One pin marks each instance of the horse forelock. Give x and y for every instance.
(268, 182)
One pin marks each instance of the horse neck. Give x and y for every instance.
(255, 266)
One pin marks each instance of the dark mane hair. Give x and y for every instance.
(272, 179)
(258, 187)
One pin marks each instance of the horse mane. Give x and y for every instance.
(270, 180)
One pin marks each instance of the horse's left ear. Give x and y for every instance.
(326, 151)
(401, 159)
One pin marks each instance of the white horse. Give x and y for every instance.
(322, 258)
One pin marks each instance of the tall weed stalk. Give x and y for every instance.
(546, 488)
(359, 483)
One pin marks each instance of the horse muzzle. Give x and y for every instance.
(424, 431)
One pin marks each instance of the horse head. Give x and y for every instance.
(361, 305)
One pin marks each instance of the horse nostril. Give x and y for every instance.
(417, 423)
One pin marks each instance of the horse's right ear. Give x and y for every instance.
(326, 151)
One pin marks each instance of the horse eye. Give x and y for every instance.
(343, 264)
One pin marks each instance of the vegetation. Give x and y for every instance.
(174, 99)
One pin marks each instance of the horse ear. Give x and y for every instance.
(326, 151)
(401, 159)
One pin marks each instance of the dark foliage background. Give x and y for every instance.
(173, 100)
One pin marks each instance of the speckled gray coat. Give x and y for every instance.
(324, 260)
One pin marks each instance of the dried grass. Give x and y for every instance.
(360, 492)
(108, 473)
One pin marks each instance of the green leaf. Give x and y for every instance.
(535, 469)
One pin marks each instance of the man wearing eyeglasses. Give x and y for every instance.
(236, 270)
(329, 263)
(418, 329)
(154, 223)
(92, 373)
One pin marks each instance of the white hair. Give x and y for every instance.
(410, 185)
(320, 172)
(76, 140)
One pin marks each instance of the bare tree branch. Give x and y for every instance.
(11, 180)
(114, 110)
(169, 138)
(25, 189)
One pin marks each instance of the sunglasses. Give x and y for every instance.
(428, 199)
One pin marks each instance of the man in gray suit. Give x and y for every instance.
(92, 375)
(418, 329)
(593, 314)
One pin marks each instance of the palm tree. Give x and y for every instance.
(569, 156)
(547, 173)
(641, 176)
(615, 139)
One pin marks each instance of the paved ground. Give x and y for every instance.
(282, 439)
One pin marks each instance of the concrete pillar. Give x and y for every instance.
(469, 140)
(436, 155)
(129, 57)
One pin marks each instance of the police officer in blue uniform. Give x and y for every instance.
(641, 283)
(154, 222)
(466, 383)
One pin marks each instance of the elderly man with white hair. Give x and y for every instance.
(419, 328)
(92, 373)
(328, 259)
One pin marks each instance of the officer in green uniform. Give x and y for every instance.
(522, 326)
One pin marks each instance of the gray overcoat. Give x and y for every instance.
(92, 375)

- Work to be completed
All of the entries must be quoted exactly; please include each one.

- Complete response
One pin marks each instance of the horse forelock. Give x and y for every instance.
(268, 182)
One pin marks each instance of the horse neck. Give x and y for every instance.
(255, 266)
One pin marks each instance of the dark mane hair. Give x and y for every instance.
(272, 179)
(258, 187)
One pin marks each instance of the horse mane. Give x and y for every instance.
(270, 180)
One pin marks each instance of the horse's left ear. Give x and y for every instance.
(326, 151)
(401, 159)
One pin marks each instance of the white horse. Give x and y for every instance.
(322, 258)
One pin marks each instance of the tall weed stalk. Give x and y for every instance.
(546, 488)
(359, 483)
One pin marks each instance of the horse muzzle. Give x and y for every instance.
(424, 431)
One pin marks each instance of the horse head. Give x and y for every instance.
(361, 305)
One pin marks each instance of the horse nostril. Give x and y for every instance.
(417, 423)
One pin marks each instance of the horse's right ear. Give x and y for every instance.
(326, 151)
One pin marks each instance of the horse eye. Give x and y for every instance.
(343, 264)
One pin marks each instance of the vegetation. Give x and y for every instance.
(174, 99)
One pin marks each instance of the horse ear. Give x and y for every instance.
(326, 151)
(401, 159)
One pin marks each instance of the dark foliage background. Give x and y for every instance.
(173, 100)
One pin marks each instance of the speckled gray coat. Give x and y for every instance.
(324, 260)
One pin marks each instance of the dried grass. Give x and y for every instance.
(360, 492)
(108, 473)
One pin marks each instance of the green leaf. Give x and y for every instance.
(535, 469)
One pin marks each instance of the man wearing eyeglasses. Give x and y for every instance.
(236, 270)
(329, 263)
(418, 329)
(154, 223)
(92, 373)
One pin marks each instance of the white hair. Give x and y for every instance.
(410, 185)
(320, 172)
(76, 140)
One pin marks each instance of the bare tree branch. Give x and y for every instance.
(11, 180)
(114, 110)
(169, 138)
(25, 189)
One pin marks each instance of the sunglasses. Give x and y for every instance.
(428, 199)
One pin marks each instance of the man in gray suit. Give x and y for every instance.
(92, 375)
(418, 329)
(593, 314)
One pin marks each instance of the palm tree. Give x and y for every instance.
(569, 156)
(547, 173)
(641, 176)
(615, 139)
One pin marks each instance of the paved ground. Give x and y for every instance.
(282, 439)
One pin marks each instance of the concrete pillar. Give x and y for every instance.
(469, 140)
(436, 155)
(129, 57)
One pin marks each instance of the police officer in blue uniform. Give x and y for every instance.
(641, 283)
(154, 222)
(466, 383)
One pin marks each instance of the elderly man with white hair. Give x and y for every instance.
(419, 328)
(92, 373)
(328, 259)
One pin marks each instance of the officer in green uniform. Give x and y for every instance.
(522, 326)
One pin marks each instance of the gray overcoat. Give x and y for every instance.
(92, 375)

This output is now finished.